DIRECTIVE> Can you arrange every line of the items below as a JSON list of strings, one string per line, with blank lines left out?

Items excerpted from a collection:

────────

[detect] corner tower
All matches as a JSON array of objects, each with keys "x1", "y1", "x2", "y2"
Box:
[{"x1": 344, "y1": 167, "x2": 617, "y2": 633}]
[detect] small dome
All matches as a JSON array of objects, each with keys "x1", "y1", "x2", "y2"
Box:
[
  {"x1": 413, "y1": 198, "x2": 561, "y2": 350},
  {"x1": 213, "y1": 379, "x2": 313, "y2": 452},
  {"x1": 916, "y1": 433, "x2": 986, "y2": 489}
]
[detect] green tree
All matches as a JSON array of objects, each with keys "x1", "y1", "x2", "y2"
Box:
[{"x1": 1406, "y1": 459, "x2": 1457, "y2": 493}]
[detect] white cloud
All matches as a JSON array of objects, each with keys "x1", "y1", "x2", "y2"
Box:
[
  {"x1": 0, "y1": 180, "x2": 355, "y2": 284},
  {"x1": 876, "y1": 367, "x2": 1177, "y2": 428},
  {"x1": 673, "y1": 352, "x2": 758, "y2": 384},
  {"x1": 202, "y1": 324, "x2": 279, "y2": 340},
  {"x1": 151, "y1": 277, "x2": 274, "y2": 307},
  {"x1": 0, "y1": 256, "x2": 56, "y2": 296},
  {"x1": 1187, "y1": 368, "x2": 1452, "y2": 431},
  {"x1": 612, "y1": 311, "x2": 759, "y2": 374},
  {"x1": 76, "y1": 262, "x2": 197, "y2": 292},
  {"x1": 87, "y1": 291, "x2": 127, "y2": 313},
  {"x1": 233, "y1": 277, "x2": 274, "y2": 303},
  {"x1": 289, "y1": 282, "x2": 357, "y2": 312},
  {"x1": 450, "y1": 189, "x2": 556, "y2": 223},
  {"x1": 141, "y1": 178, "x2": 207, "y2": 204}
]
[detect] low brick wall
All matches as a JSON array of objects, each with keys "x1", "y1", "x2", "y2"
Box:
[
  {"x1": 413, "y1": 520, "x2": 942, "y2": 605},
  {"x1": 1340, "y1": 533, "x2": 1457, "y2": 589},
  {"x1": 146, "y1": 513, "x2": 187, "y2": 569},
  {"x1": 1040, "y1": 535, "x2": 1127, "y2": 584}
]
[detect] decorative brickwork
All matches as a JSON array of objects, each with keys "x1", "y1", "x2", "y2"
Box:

────────

EXERCISE ANSWER>
[
  "[detect] corner tower",
  "All matches as a JSON array of objects, each with keys \"x1\", \"y1\", \"x2\", \"y2\"",
  "Box:",
  "[{\"x1\": 344, \"y1\": 167, \"x2\": 617, \"y2\": 633}]",
  "[detect] small dome",
  "All matches as a JSON array of objects, each with keys \"x1\", \"y1\", \"x2\", \"y2\"",
  "Box:",
  "[",
  "  {\"x1\": 413, \"y1\": 198, \"x2\": 561, \"y2\": 350},",
  "  {\"x1\": 213, \"y1\": 379, \"x2\": 313, \"y2\": 452},",
  "  {\"x1\": 916, \"y1\": 433, \"x2\": 986, \"y2\": 489}",
  "]",
  "[detect] green tree",
  "All matches as a JSON array of objects, each with keys \"x1\", \"y1\", \"x2\", \"y2\"",
  "Box:",
  "[{\"x1\": 1406, \"y1\": 459, \"x2\": 1457, \"y2\": 493}]",
  "[detect] white cloud",
  "All matches as a JSON array of objects, each with keys \"x1\", \"y1\", \"x2\", \"y2\"",
  "Box:",
  "[",
  "  {\"x1\": 0, \"y1\": 180, \"x2\": 355, \"y2\": 284},",
  "  {\"x1\": 876, \"y1\": 367, \"x2\": 1177, \"y2\": 428},",
  "  {\"x1\": 673, \"y1\": 352, \"x2\": 758, \"y2\": 384},",
  "  {\"x1\": 202, \"y1\": 324, \"x2\": 279, \"y2\": 340},",
  "  {\"x1\": 151, \"y1\": 277, \"x2\": 274, \"y2\": 307},",
  "  {\"x1\": 0, \"y1\": 256, \"x2\": 56, \"y2\": 296},",
  "  {\"x1\": 1187, \"y1\": 368, \"x2\": 1452, \"y2\": 431},",
  "  {\"x1\": 612, \"y1\": 311, \"x2\": 759, \"y2\": 374},",
  "  {\"x1\": 76, \"y1\": 262, \"x2\": 197, \"y2\": 292},",
  "  {\"x1\": 87, \"y1\": 291, \"x2\": 127, \"y2\": 313},",
  "  {\"x1\": 233, \"y1\": 277, \"x2\": 274, \"y2\": 303},",
  "  {\"x1\": 289, \"y1\": 282, \"x2\": 357, \"y2\": 312},",
  "  {\"x1\": 450, \"y1\": 189, \"x2\": 556, \"y2\": 223},",
  "  {\"x1\": 141, \"y1\": 178, \"x2\": 207, \"y2\": 204}",
  "]",
  "[detect] low brick wall",
  "All matches as a JSON array of objects, each with keys \"x1\", \"y1\", \"x2\", \"y2\"",
  "Box:",
  "[",
  "  {\"x1\": 413, \"y1\": 520, \"x2\": 942, \"y2\": 605},",
  "  {\"x1\": 1340, \"y1\": 533, \"x2\": 1457, \"y2\": 589},",
  "  {\"x1\": 146, \"y1\": 513, \"x2\": 187, \"y2\": 569},",
  "  {\"x1\": 1040, \"y1\": 535, \"x2\": 1127, \"y2\": 584}",
  "]",
  "[detect] decorative brickwork",
  "All matches as a JSON array of objects, each with keys \"x1\", \"y1\", \"x2\", \"y2\"",
  "Box:"
]